> _REQUEST_
Repeat the entries word for word, from the line holding "Where can the heron standing" through the line holding "point(694, 250)", with both of those lines included. Leave out the picture.

> _PROVIDED RECORDS_
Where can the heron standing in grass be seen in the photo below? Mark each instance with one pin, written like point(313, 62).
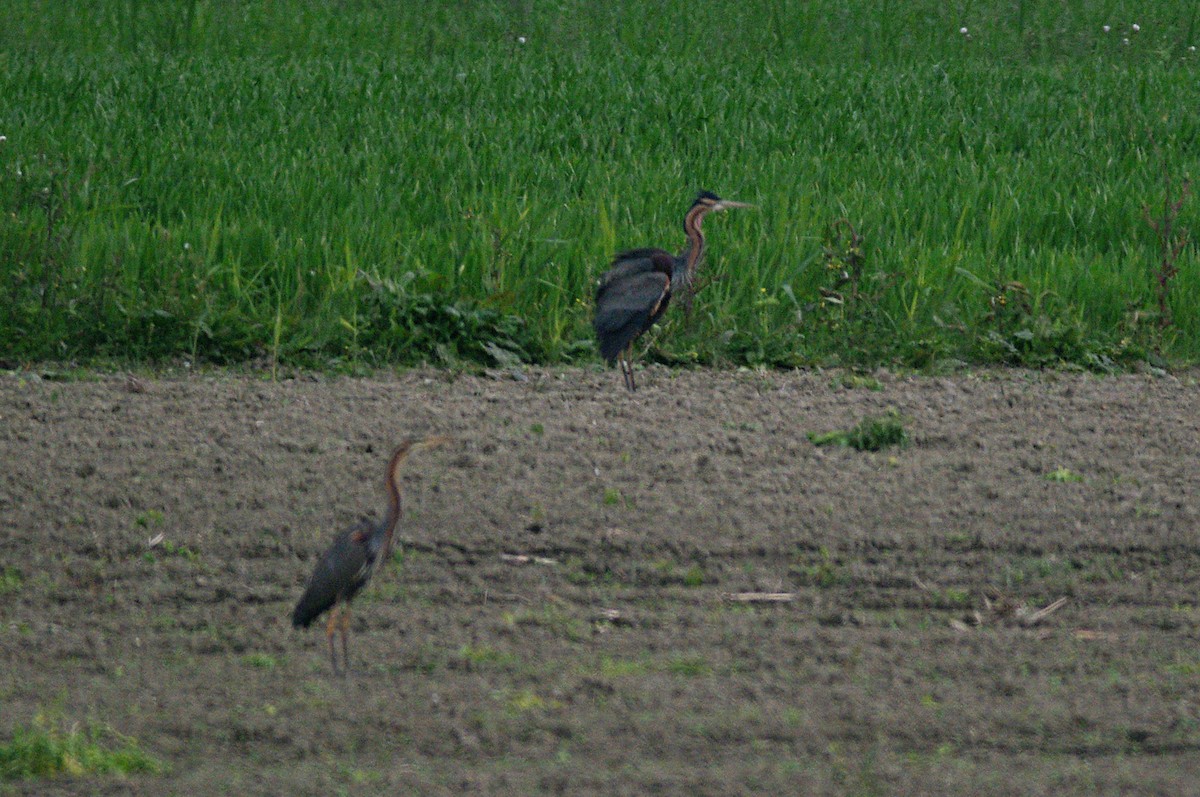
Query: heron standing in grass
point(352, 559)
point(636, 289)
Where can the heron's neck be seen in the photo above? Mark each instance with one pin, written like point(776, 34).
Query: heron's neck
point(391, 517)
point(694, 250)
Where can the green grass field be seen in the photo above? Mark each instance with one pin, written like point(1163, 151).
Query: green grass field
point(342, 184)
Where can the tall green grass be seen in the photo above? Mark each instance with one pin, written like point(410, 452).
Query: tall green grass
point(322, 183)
==
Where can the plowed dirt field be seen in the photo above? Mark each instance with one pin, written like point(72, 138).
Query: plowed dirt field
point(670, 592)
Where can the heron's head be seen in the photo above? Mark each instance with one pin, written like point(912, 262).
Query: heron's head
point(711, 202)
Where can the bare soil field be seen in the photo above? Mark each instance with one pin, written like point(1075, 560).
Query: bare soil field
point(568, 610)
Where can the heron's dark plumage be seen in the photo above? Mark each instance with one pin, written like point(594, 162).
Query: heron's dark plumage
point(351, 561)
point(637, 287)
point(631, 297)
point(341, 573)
---
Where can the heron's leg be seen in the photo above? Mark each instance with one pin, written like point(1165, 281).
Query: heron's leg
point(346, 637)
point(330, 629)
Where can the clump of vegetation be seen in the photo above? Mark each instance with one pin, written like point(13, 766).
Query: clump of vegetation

> _RESULT OF THE TASK_
Where can the heron standing in grass be seen in the photo below? Mark each instance with one pin, written like point(313, 62).
Query: heron standing in grass
point(352, 559)
point(636, 289)
Where can the heron's neck be seen in the photo above? Mark each instance with one pin, written like point(776, 34).
Query: heron's neck
point(391, 517)
point(694, 250)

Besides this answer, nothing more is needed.